> Tantangan A
Salinlah bagian artikel tentang tragedi kemanusiaan Mesir mulai dari "RENTETAN tragedi kemanusiaan" sampai dengan "presiden Hosni Mubarak.".
> Tantangan B
Sebutkan semua nama orang yang tercantum dalam artikel tentang tragedi kemanusiaan Mesir.

> Teks yang Diberikan
———

Jumat, 23 Agustus 2013

Tragedi Kemanusiaan Mesir

Tragedi Kemanusiaan Mesir
Ibnu Burdah ;   Pemerhati Timur Tengah dan Dunia Islam,
Dosen Pascasarjana UIN Sunan Kalijaga, Yogyakarta
MEDIA INDONESIA, 22 Agustus 2013

RENTETAN tragedi kemanusiaan terus saja terjadi di Mesir. Tiga wartawan internasional yang bertugas meliput keganasan polisi dan militer Mesir terhadap para pengunjuk rasa dikabarkan tewas setelah serangkaian penangkapan terhadap para pekerja pers yang lain. Dua puluh lima polisi dikabarkan juga tewas akibat serangan kelompok militan di Sinai. Kondisi itu diperparah dengan penangkapan Mohamed Badie, mursyid ‘amm jemaah Ikhwanul Muslimin setelah sejumlah pemimpin Ikhwan yang lain dijebloskan ke penjara. Hal itu masih diperburuk lagi dengan ‘rencana’ pengadilan Mesir untuk membebaskan mantan presiden Hosni Mubarak.

———

(Entri penunjukan dan pelabelan)
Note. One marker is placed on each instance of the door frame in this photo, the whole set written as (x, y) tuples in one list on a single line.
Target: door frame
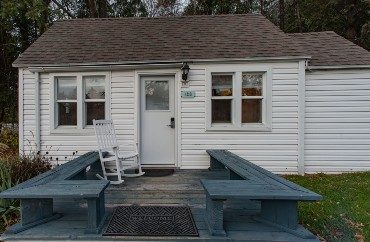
[(176, 73)]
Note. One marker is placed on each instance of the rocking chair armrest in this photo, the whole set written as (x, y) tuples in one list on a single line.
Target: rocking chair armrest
[(127, 155)]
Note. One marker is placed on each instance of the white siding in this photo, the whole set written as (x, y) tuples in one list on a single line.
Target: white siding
[(337, 121), (29, 128), (276, 150), (337, 126)]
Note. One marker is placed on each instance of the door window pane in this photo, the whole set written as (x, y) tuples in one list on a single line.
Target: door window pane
[(94, 110), (222, 85), (94, 87), (157, 95), (66, 88), (252, 84), (251, 111), (221, 111), (67, 113)]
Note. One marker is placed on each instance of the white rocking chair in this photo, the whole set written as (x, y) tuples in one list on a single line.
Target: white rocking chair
[(111, 155)]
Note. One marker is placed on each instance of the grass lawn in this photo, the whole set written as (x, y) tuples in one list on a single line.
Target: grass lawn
[(344, 214)]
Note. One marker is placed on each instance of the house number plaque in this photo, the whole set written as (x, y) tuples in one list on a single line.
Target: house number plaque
[(188, 94)]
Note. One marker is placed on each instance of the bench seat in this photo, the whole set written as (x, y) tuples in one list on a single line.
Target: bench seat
[(62, 189), (278, 197), (65, 181), (245, 189)]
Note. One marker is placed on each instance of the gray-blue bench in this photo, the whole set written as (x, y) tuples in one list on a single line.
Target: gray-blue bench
[(278, 197), (65, 181)]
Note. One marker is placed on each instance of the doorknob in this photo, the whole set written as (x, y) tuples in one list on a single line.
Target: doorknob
[(172, 123)]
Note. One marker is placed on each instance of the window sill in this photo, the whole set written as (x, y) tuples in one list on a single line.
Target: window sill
[(73, 131), (242, 128)]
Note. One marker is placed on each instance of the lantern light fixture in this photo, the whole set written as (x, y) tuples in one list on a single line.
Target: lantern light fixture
[(185, 71)]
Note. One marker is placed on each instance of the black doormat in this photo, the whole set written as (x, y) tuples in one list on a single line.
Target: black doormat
[(149, 220), (158, 172)]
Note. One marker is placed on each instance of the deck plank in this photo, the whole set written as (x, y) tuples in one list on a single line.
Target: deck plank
[(183, 187)]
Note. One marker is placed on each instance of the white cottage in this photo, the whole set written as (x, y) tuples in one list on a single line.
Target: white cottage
[(291, 103)]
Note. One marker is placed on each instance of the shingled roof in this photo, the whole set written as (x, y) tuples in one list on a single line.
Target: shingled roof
[(115, 40), (330, 49), (184, 38)]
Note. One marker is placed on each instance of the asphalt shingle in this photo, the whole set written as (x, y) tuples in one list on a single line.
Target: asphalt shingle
[(202, 37), (330, 49), (159, 39)]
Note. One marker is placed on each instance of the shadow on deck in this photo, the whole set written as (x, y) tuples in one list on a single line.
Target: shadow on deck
[(183, 187)]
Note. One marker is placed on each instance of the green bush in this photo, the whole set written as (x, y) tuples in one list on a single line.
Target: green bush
[(10, 138), (14, 170)]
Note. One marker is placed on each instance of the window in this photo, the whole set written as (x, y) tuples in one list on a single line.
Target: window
[(252, 97), (66, 100), (94, 98), (79, 99), (222, 96), (238, 100)]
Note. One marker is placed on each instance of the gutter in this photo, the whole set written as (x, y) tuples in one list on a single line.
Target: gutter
[(337, 67)]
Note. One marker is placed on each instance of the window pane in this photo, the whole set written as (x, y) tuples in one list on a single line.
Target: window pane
[(252, 84), (221, 111), (222, 85), (156, 95), (252, 111), (66, 88), (94, 110), (94, 87), (67, 113)]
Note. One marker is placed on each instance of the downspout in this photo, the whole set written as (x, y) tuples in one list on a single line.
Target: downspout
[(37, 112), (301, 115)]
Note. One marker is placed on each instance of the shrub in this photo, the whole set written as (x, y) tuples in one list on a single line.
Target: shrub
[(13, 170), (10, 138)]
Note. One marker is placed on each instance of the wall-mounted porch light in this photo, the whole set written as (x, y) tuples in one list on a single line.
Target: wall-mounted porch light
[(185, 71)]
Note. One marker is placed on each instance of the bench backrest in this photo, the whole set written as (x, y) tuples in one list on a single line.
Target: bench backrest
[(246, 169), (63, 172)]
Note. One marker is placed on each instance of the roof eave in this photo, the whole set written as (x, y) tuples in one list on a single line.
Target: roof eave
[(338, 67), (153, 63)]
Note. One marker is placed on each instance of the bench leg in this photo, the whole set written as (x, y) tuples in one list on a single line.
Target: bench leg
[(95, 214), (234, 176), (34, 212), (214, 216), (283, 214), (215, 165), (80, 176), (96, 168)]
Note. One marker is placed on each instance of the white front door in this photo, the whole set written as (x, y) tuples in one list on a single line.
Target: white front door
[(157, 145)]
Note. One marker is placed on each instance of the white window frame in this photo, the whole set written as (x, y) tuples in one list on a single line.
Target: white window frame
[(236, 120), (80, 128)]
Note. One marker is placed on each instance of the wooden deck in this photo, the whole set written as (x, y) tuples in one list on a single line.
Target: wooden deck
[(183, 187)]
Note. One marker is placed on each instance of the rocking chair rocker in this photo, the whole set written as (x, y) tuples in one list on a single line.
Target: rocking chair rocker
[(111, 155)]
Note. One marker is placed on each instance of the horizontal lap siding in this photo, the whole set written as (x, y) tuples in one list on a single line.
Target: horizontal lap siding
[(29, 118), (276, 150), (337, 128), (122, 112)]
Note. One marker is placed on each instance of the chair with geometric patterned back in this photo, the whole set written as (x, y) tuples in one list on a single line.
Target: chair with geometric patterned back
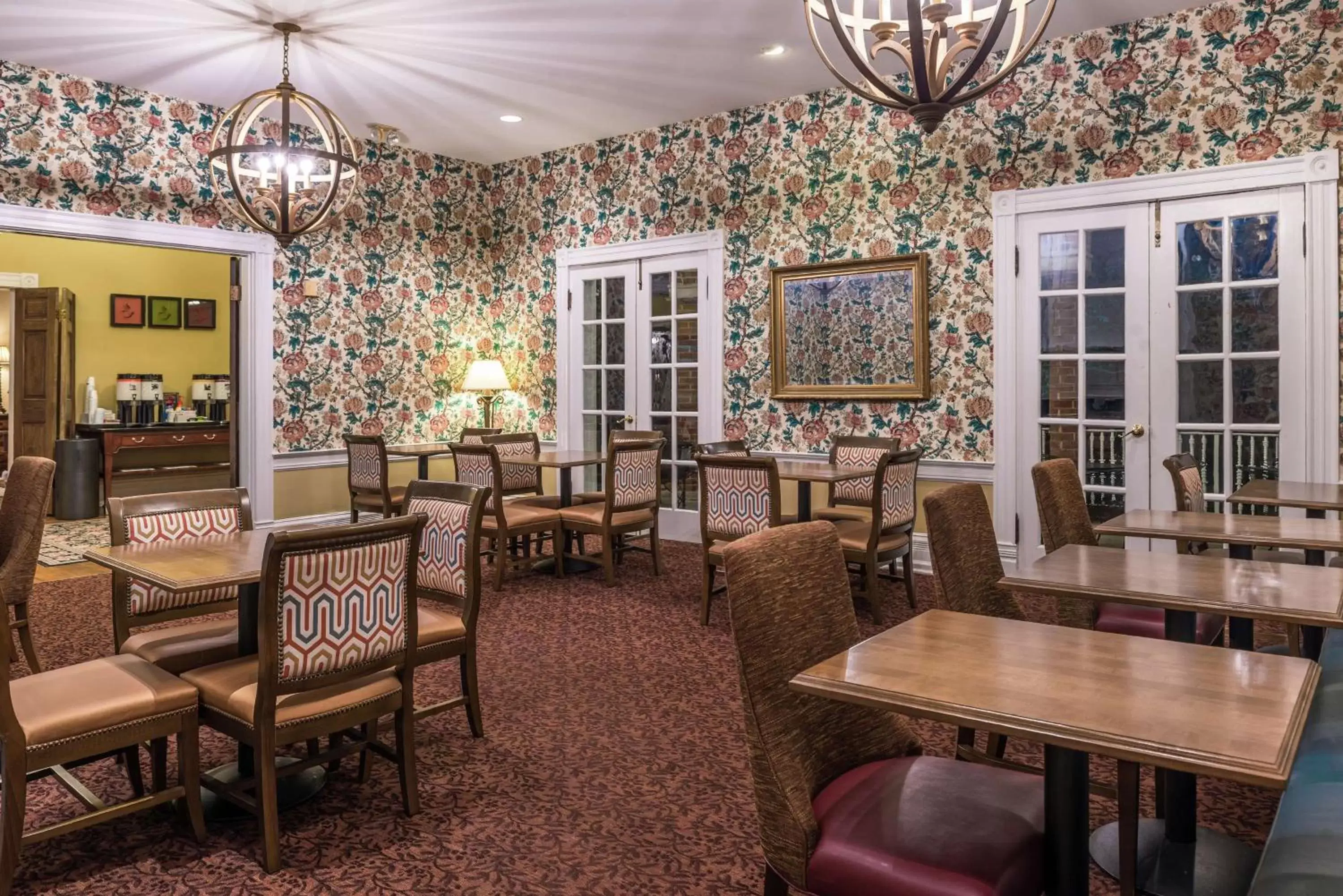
[(368, 488), (738, 496), (885, 538), (481, 465), (852, 499), (629, 506), (449, 576), (336, 651)]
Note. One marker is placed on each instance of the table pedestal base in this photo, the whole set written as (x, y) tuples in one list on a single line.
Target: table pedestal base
[(1216, 866), (291, 792)]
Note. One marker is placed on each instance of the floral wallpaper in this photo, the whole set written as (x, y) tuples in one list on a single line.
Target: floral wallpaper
[(440, 261)]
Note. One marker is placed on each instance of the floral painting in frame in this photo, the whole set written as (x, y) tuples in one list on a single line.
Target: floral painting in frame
[(851, 329)]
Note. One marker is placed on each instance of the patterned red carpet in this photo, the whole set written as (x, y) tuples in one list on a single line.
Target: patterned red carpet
[(614, 762)]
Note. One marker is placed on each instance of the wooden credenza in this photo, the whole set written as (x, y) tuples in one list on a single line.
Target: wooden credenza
[(166, 451)]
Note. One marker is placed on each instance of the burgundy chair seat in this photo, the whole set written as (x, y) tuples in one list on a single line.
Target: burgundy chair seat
[(930, 827), (1150, 623)]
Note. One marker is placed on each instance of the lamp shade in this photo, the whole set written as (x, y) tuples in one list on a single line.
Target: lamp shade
[(485, 376)]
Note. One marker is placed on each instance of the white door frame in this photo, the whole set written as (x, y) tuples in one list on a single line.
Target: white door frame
[(257, 309), (711, 242), (1318, 172)]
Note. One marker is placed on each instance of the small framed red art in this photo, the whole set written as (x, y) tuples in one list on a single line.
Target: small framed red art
[(128, 311)]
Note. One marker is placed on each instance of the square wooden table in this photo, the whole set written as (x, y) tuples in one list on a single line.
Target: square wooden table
[(1227, 714), (423, 452), (808, 472)]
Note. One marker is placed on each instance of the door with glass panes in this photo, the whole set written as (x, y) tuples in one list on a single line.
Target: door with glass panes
[(1147, 331), (640, 328)]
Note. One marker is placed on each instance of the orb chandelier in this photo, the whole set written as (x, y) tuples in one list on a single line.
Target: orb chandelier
[(941, 50), (288, 159)]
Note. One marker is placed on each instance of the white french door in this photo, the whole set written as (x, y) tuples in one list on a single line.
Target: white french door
[(638, 333), (1134, 348)]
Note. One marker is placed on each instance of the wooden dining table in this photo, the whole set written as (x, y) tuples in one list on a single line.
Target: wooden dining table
[(1184, 585), (808, 472), (217, 562), (1182, 707)]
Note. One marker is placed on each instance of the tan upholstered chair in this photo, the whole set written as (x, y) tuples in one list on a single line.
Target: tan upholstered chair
[(319, 672), (473, 434), (480, 465), (368, 488), (852, 500), (449, 581), (54, 721), (617, 435), (885, 535), (738, 496), (847, 806), (629, 510), (21, 539), (1064, 519)]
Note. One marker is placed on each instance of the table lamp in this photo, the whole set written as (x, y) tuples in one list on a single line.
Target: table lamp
[(487, 378)]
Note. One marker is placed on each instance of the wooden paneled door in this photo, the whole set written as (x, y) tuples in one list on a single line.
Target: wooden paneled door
[(43, 370)]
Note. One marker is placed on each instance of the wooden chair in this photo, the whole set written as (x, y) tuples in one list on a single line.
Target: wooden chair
[(449, 576), (630, 506), (473, 434), (1065, 521), (21, 541), (885, 537), (368, 488), (732, 448), (336, 635), (738, 496), (617, 435), (480, 465), (852, 499), (56, 721), (847, 806)]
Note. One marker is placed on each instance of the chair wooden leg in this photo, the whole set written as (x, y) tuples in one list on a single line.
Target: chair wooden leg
[(14, 797), (188, 776), (908, 572), (707, 594), (159, 765), (25, 625), (472, 691), (406, 759), (268, 801)]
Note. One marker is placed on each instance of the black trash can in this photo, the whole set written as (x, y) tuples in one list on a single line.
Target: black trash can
[(76, 490)]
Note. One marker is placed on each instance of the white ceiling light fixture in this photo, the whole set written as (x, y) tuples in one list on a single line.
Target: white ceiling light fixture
[(941, 51), (296, 176)]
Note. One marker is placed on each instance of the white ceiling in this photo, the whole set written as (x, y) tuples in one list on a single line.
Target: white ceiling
[(445, 70)]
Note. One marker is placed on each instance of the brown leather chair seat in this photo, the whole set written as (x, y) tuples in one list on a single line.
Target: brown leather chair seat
[(930, 827), (1150, 623), (591, 514), (231, 688), (398, 494), (187, 647), (90, 696), (855, 534)]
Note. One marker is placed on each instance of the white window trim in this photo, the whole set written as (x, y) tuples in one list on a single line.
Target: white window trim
[(1318, 172), (710, 242), (257, 308)]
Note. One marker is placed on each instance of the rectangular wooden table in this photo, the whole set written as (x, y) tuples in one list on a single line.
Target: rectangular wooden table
[(423, 452), (1225, 714), (806, 472)]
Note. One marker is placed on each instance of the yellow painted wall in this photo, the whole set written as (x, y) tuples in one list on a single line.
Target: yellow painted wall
[(93, 272)]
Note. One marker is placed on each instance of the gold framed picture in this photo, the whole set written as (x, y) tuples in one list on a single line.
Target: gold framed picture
[(851, 329)]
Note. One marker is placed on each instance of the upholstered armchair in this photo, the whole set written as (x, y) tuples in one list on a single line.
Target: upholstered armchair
[(21, 541), (368, 488), (847, 806)]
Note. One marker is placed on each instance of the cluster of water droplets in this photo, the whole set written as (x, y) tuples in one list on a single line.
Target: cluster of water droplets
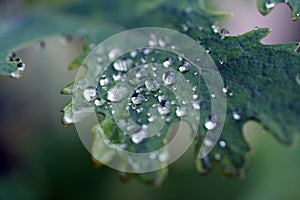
[(19, 64)]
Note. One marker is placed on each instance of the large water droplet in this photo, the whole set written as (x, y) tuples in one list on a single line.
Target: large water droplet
[(298, 78), (122, 65), (210, 124), (117, 93), (164, 108), (169, 78), (105, 81), (270, 5), (99, 102), (168, 62), (137, 99), (185, 67), (152, 85), (236, 115), (181, 112), (140, 135), (90, 93)]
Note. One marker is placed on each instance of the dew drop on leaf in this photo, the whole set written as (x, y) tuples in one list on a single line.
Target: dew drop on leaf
[(169, 78), (117, 93), (99, 102), (137, 99), (152, 85), (90, 93)]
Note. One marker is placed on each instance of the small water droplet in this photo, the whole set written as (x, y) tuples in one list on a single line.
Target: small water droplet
[(180, 112), (133, 54), (185, 67), (152, 85), (117, 93), (137, 99), (222, 143), (140, 135), (105, 81), (197, 105), (99, 102), (164, 108), (153, 40), (236, 115), (169, 78), (168, 62), (122, 65), (90, 93), (113, 54), (298, 78), (224, 32), (270, 5)]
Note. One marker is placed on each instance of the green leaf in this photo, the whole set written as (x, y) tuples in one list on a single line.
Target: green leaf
[(261, 83), (266, 6)]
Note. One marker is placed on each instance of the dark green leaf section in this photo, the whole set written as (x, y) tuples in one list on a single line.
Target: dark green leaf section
[(266, 6)]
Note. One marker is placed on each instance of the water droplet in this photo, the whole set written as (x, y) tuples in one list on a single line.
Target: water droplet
[(298, 78), (99, 102), (122, 65), (168, 62), (222, 143), (90, 93), (180, 112), (210, 123), (185, 28), (164, 108), (140, 135), (225, 90), (141, 73), (133, 54), (161, 98), (163, 157), (185, 67), (105, 81), (224, 32), (113, 54), (169, 78), (215, 28), (152, 85), (197, 105), (117, 76), (153, 40), (270, 5), (117, 93), (137, 99), (236, 115)]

———

> Jawaban Latihan A
RENTETAN tragedi kemanusiaan terus saja terjadi di Mesir. Tiga wartawan internasional yang bertugas meliput keganasan polisi dan militer Mesir terhadap para pengunjuk rasa dikabarkan tewas setelah serangkaian penangkapan terhadap para pekerja pers yang lain. Dua puluh lima polisi dikabarkan juga tewas akibat serangan kelompok militan di Sinai. Kondisi itu diperparah dengan penangkapan Mohamed Badie, mursyid ‘amm jemaah Ikhwanul Muslimin setelah sejumlah pemimpin Ikhwan yang lain dijebloskan ke penjara. Hal itu masih diperburuk lagi dengan ‘rencana’ pengadilan Mesir untuk membebaskan mantan presiden Hosni Mubarak.

> Jawaban Latihan B
- Ibnu Burdah
- Mohamed Badie
- Hosni Mubarak